Dataset entries:
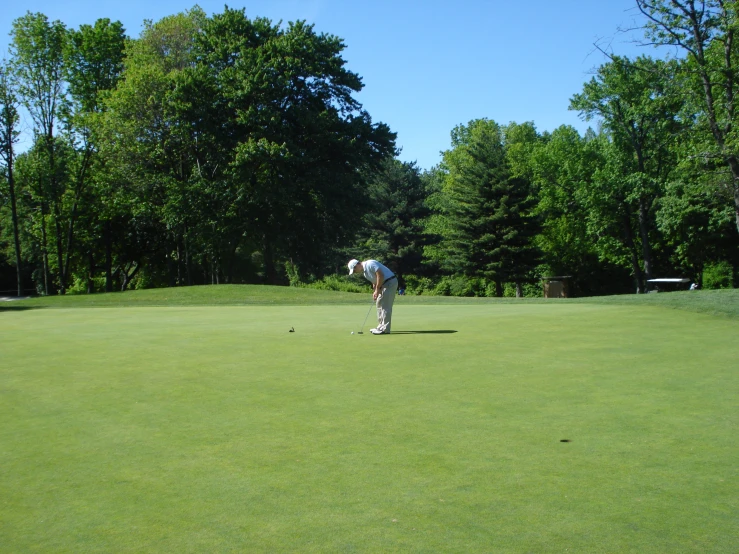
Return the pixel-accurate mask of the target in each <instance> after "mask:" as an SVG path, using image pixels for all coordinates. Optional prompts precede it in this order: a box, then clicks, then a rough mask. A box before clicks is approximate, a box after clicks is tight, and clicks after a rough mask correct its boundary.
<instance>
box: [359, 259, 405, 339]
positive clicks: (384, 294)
mask: <svg viewBox="0 0 739 554" xmlns="http://www.w3.org/2000/svg"><path fill="white" fill-rule="evenodd" d="M360 271H361V272H362V273H363V274H364V278H365V279H367V280H368V281H369V282H370V283H372V291H373V292H372V298H373V300H374V301H375V305H376V306H377V328H375V329H370V333H372V334H373V335H389V334H390V319H391V318H392V316H393V302H395V293H396V292H397V290H398V279H397V278H396V277H395V274H394V273H393V272H392V271H390V270H389V269H388V268H386V267H385V266H384V265H382V264H381V263H380V262H378V261H377V260H365V261H363V262H360V261H359V260H350V261H349V275H352V274H353V273H359V272H360Z"/></svg>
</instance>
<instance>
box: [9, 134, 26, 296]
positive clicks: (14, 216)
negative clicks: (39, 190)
mask: <svg viewBox="0 0 739 554" xmlns="http://www.w3.org/2000/svg"><path fill="white" fill-rule="evenodd" d="M6 148H7V151H8V163H7V165H8V187H9V188H10V210H11V216H12V219H13V241H14V242H15V273H16V278H17V284H18V296H23V278H22V274H21V242H20V234H19V232H18V207H17V204H16V200H15V179H14V177H13V143H12V141H11V142H10V144H8V145H6Z"/></svg>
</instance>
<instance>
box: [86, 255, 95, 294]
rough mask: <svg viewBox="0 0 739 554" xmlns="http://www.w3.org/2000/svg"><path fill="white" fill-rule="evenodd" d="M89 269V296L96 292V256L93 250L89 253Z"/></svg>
mask: <svg viewBox="0 0 739 554" xmlns="http://www.w3.org/2000/svg"><path fill="white" fill-rule="evenodd" d="M87 261H88V269H87V294H92V293H94V292H95V282H94V279H95V255H94V253H93V250H92V248H90V251H89V252H88V259H87Z"/></svg>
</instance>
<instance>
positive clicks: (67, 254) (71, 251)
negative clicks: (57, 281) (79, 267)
mask: <svg viewBox="0 0 739 554" xmlns="http://www.w3.org/2000/svg"><path fill="white" fill-rule="evenodd" d="M91 155H92V150H91V149H90V147H89V146H88V147H87V148H86V149H85V153H84V154H83V158H82V167H81V168H80V172H79V174H78V175H77V186H76V187H75V191H74V203H73V204H72V215H71V216H70V218H69V225H68V227H67V255H66V256H65V259H64V271H63V274H64V276H65V279H66V278H67V277H68V276H69V273H70V271H69V270H70V263H71V258H72V247H73V242H74V224H75V221H76V220H77V209H78V206H79V202H80V199H81V198H82V193H83V192H84V190H85V179H86V177H87V167H88V165H89V162H90V156H91ZM59 263H61V262H59Z"/></svg>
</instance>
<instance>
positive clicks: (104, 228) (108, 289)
mask: <svg viewBox="0 0 739 554" xmlns="http://www.w3.org/2000/svg"><path fill="white" fill-rule="evenodd" d="M110 235H111V230H110V221H106V222H105V225H104V227H103V236H104V237H105V292H113V244H112V243H113V238H112V237H111V236H110Z"/></svg>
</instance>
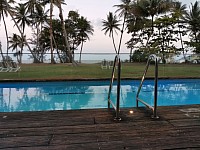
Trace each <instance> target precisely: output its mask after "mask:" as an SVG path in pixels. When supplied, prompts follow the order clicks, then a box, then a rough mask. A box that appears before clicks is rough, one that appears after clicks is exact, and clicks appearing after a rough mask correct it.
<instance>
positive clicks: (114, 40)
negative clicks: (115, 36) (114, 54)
mask: <svg viewBox="0 0 200 150" xmlns="http://www.w3.org/2000/svg"><path fill="white" fill-rule="evenodd" d="M111 34H112V41H113V46H114V49H115V53H116V54H117V48H116V45H115V39H114V35H113V32H112V33H111Z"/></svg>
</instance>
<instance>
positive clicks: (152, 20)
mask: <svg viewBox="0 0 200 150" xmlns="http://www.w3.org/2000/svg"><path fill="white" fill-rule="evenodd" d="M172 6H173V3H172V0H138V1H137V2H135V3H134V5H133V7H132V8H133V9H132V12H133V13H134V14H135V15H136V16H143V17H151V32H152V33H153V31H154V17H155V16H156V15H159V14H163V13H166V12H168V11H169V10H170V8H171V7H172Z"/></svg>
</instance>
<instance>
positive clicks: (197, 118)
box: [0, 105, 200, 150]
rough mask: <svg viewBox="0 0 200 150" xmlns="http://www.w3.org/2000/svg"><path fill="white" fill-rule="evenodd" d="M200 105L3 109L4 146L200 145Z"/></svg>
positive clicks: (79, 147)
mask: <svg viewBox="0 0 200 150" xmlns="http://www.w3.org/2000/svg"><path fill="white" fill-rule="evenodd" d="M199 109H200V105H189V106H170V107H159V109H158V114H159V117H160V118H159V119H152V118H151V115H152V112H151V111H149V110H148V109H145V108H138V109H136V108H125V109H121V111H120V116H121V118H122V120H121V121H115V120H114V119H113V118H114V116H115V112H113V110H112V109H111V110H110V111H108V110H107V109H94V110H70V111H46V112H20V113H0V149H6V150H9V149H22V150H23V149H29V150H32V149H40V150H43V149H70V150H84V149H87V150H88V149H92V150H93V149H105V150H108V149H109V150H110V149H131V150H132V149H153V150H157V149H158V150H160V149H200V117H199V115H200V113H199ZM130 110H132V111H133V113H130Z"/></svg>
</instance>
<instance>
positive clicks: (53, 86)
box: [0, 79, 200, 112]
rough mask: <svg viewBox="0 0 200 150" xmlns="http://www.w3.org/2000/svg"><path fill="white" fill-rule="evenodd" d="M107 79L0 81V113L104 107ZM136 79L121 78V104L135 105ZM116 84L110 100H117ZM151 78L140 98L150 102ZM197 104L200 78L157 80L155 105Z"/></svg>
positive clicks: (120, 96) (131, 105) (152, 97)
mask: <svg viewBox="0 0 200 150" xmlns="http://www.w3.org/2000/svg"><path fill="white" fill-rule="evenodd" d="M109 84H110V83H109V81H107V80H105V81H62V82H59V81H58V82H16V83H15V82H14V83H11V82H10V83H9V82H7V83H0V112H13V111H45V110H70V109H91V108H107V96H108V89H109ZM139 84H140V81H139V80H122V81H121V90H120V91H121V94H120V107H135V106H136V102H135V98H136V92H137V89H138V86H139ZM116 90H117V88H116V84H115V85H114V86H113V89H112V94H111V99H112V100H113V101H115V100H116ZM153 95H154V81H153V80H145V82H144V84H143V87H142V89H141V93H140V96H139V97H140V98H141V99H143V100H144V101H146V102H148V103H150V104H151V105H153ZM187 104H200V79H179V80H159V81H158V105H159V106H169V105H187Z"/></svg>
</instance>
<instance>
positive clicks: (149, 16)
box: [103, 0, 200, 63]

> WHAT YOU NEED TO DO
Your answer must be an exact repeat of the records above, with no pictures in it.

> SOLUTION BELOW
Return the pixel-accurate mask of the target in each <instance> after "mask:" as an SVG path, using image pixels for all coordinates. Optional prompts precede it in this order: a box, then clicks, then a rough mask. A box before clicks is approximate, a box after clicks is tight, and clicks after a rough mask correct its boundary.
<instance>
box: [359, 259, 405, 339]
positive clicks: (384, 294)
mask: <svg viewBox="0 0 739 554" xmlns="http://www.w3.org/2000/svg"><path fill="white" fill-rule="evenodd" d="M360 271H361V272H362V273H363V274H364V278H365V279H367V280H368V281H369V282H370V283H372V291H373V292H372V298H373V300H374V301H375V305H376V306H377V328H375V329H370V333H372V334H373V335H389V334H390V319H391V318H392V316H393V302H395V293H396V292H397V290H398V279H397V278H396V277H395V274H394V273H393V272H392V271H390V270H389V269H388V268H386V267H385V266H384V265H382V264H381V263H380V262H378V261H377V260H365V261H363V262H360V261H359V260H350V261H349V275H352V274H353V273H359V272H360Z"/></svg>
</instance>
<instance>
box: [9, 134, 26, 296]
positive clicks: (14, 216)
negative clicks: (39, 190)
mask: <svg viewBox="0 0 739 554" xmlns="http://www.w3.org/2000/svg"><path fill="white" fill-rule="evenodd" d="M6 148H7V151H8V163H7V165H8V187H9V188H10V210H11V216H12V219H13V241H14V242H15V273H16V278H17V284H18V296H23V278H22V274H21V242H20V234H19V232H18V207H17V204H16V200H15V179H14V177H13V143H12V141H11V142H10V144H8V145H6Z"/></svg>
</instance>
<instance>
box: [86, 255, 95, 294]
rough mask: <svg viewBox="0 0 739 554" xmlns="http://www.w3.org/2000/svg"><path fill="white" fill-rule="evenodd" d="M89 269V296L96 292V256L93 250L89 253Z"/></svg>
mask: <svg viewBox="0 0 739 554" xmlns="http://www.w3.org/2000/svg"><path fill="white" fill-rule="evenodd" d="M87 261H88V269H87V294H92V293H94V292H95V282H94V279H95V255H94V253H93V250H92V248H90V251H89V252H88V259H87Z"/></svg>
</instance>
<instance>
positive clicks: (67, 254) (71, 251)
negative clicks: (57, 281) (79, 267)
mask: <svg viewBox="0 0 739 554" xmlns="http://www.w3.org/2000/svg"><path fill="white" fill-rule="evenodd" d="M91 155H92V150H91V149H90V147H89V146H88V147H87V148H86V149H85V153H84V154H83V158H82V167H81V168H80V172H79V174H78V175H77V186H76V187H75V191H74V203H73V204H72V215H71V216H70V218H69V225H68V227H67V255H66V256H65V259H64V271H63V274H64V276H65V279H66V278H67V277H68V276H69V273H70V271H69V270H70V263H71V258H72V247H73V242H74V224H75V221H76V220H77V209H78V206H79V202H80V199H81V198H82V193H83V192H84V190H85V179H86V177H87V167H88V165H89V162H90V156H91ZM59 263H61V262H59Z"/></svg>
</instance>
<instance>
positive clicks: (104, 228) (108, 289)
mask: <svg viewBox="0 0 739 554" xmlns="http://www.w3.org/2000/svg"><path fill="white" fill-rule="evenodd" d="M110 235H111V230H110V221H106V222H105V225H104V227H103V236H104V237H105V292H113V244H112V243H113V238H112V237H111V236H110Z"/></svg>
</instance>
Trace each <instance> target precisely: output its mask after "mask:" as an SVG path in pixels. When supplied, prompts follow the order clicks, then a box, then a rough mask. A box that appears before clicks is rough, one that appears after clicks is exact, and clicks appearing after a rough mask correct it.
<instance>
positive clicks: (114, 40)
negative clicks: (115, 36) (114, 54)
mask: <svg viewBox="0 0 200 150" xmlns="http://www.w3.org/2000/svg"><path fill="white" fill-rule="evenodd" d="M111 34H112V41H113V46H114V49H115V53H116V54H117V48H116V45H115V39H114V35H113V32H112V33H111Z"/></svg>
</instance>
<instance>
positive clicks: (152, 20)
mask: <svg viewBox="0 0 200 150" xmlns="http://www.w3.org/2000/svg"><path fill="white" fill-rule="evenodd" d="M172 6H173V3H172V0H138V1H137V2H135V3H134V5H133V7H132V8H133V9H132V12H133V13H134V14H135V15H136V16H143V17H151V32H152V33H153V31H154V17H155V16H156V15H159V14H163V13H166V12H168V11H169V10H170V8H171V7H172Z"/></svg>
</instance>
<instance>
positive clicks: (197, 118)
box: [0, 105, 200, 150]
rough mask: <svg viewBox="0 0 200 150" xmlns="http://www.w3.org/2000/svg"><path fill="white" fill-rule="evenodd" d="M200 105L3 109L4 146L200 145Z"/></svg>
positive clicks: (79, 147)
mask: <svg viewBox="0 0 200 150" xmlns="http://www.w3.org/2000/svg"><path fill="white" fill-rule="evenodd" d="M199 109H200V105H189V106H170V107H159V109H158V114H159V117H160V118H159V119H152V118H151V115H152V112H151V111H149V110H148V109H145V108H138V109H136V108H125V109H121V111H120V116H121V118H122V120H121V121H115V120H114V119H113V118H114V116H115V112H113V110H112V109H111V110H110V111H108V110H107V109H94V110H70V111H46V112H20V113H0V149H6V150H9V149H22V150H23V149H29V150H32V149H40V150H43V149H70V150H84V149H87V150H88V149H92V150H93V149H105V150H108V149H109V150H110V149H131V150H132V149H153V150H157V149H158V150H160V149H200V117H199V115H200V113H199ZM130 110H132V111H133V113H130Z"/></svg>
</instance>
<instance>
positive clicks: (53, 86)
box: [0, 79, 200, 112]
rough mask: <svg viewBox="0 0 200 150" xmlns="http://www.w3.org/2000/svg"><path fill="white" fill-rule="evenodd" d="M107 79L0 81V113L104 107ZM136 79L121 78V104L135 105ZM116 84L110 100H117ZM151 78L140 98L150 102ZM197 104L200 78L157 80L155 105Z"/></svg>
positive clicks: (120, 96) (131, 105) (152, 97)
mask: <svg viewBox="0 0 200 150" xmlns="http://www.w3.org/2000/svg"><path fill="white" fill-rule="evenodd" d="M109 84H110V83H109V81H107V80H105V81H62V82H59V81H58V82H16V83H15V82H14V83H11V82H10V83H9V82H7V83H0V112H13V111H45V110H70V109H91V108H107V96H108V89H109ZM139 84H140V81H139V80H122V81H121V90H120V91H121V94H120V107H135V106H136V102H135V98H136V92H137V89H138V86H139ZM116 90H117V88H116V84H115V85H114V86H113V89H112V94H111V99H112V100H113V101H115V100H116ZM153 95H154V81H153V80H145V82H144V84H143V87H142V89H141V93H140V96H139V97H140V98H141V99H143V100H144V101H146V102H148V103H150V104H151V105H153ZM187 104H200V79H179V80H159V81H158V105H159V106H169V105H187Z"/></svg>
</instance>
<instance>
positive clicks: (149, 16)
box: [103, 0, 200, 63]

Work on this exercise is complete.